==== Metin

Cumhurbaşkanı Erdoğan, "köşe yazarıymış, ’düşüncesini belirtiyormuş’; ne olursan ol, beni bağlamaz. Eğer senin kalemin teröristin yanında yer alıyorsa sen benim karşımdasın" dedi.
Cumhurbaşkanı Erdoğan, Cumhurbaşkanlığı Külliyesi’nde Adıyaman, Afyon, Bolu, Bursa, Çankırı, Diyarbakır, Düzce, Elazığ, Hakkari, Hatay, Isparta, Karabük, Ordu, Samsun ve Ankara illerinden gelen muhtarlarla 22. Muhtarlar Toplantısı’nda bir araya geldi.
Programda konuşan Erdoğan, "Vatanımıza, birliğimize, beraberliğimize göz diken herkes bu milletin kendisine biçtiği akıbete de razı olmak zorundadır. Çünkü burada demokratik bir mücadele değil varlığımıza yönelen bir saldırı vardır. Türkiye olarak hiç kimse nefs-i müdafaa hakkımızı kullanmaktan bizi alıkoyamaz" dedi.

========

• **Yapılacaklar**
a: Metnin "Cumhurbaşkanı Erdoğan, Cumhurbaşkanlığı" ifadesinden "bir araya geldi." ifadesine kadar olan kısmını, "muhtarlarla" yerine "valilerle" koyarak değiştirip yeniden yazın.
b: Metne göre Erdoğan muhtarlarla hangi toplantıda bir araya geldi?
Metinden sonra gelen satırlar başka bir kaynaktan alınmıştır.

==== Kayıtlı Bilgiler

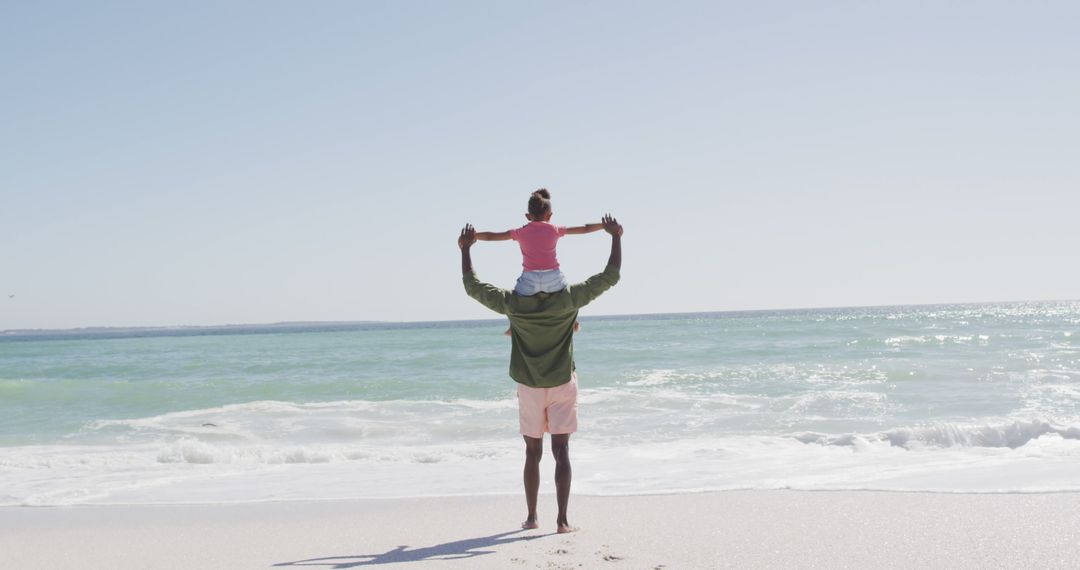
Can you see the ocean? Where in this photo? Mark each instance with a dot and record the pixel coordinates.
(949, 398)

========

• **Beklenen Sonuçlar**
a:
Cumhurbaşkanı Erdoğan, Cumhurbaşkanlığı Külliyesi’nde Adıyaman, Afyon, Bolu, Bursa, Çankırı, Diyarbakır, Düzce, Elazığ, Hakkari, Hatay, Isparta, Karabük, Ordu, Samsun ve Ankara illerinden gelen valilerle 22. Muhtarlar Toplantısı’nda bir araya geldi.

b: 22. Muhtarlar Toplantısı’nda bir araya geldi.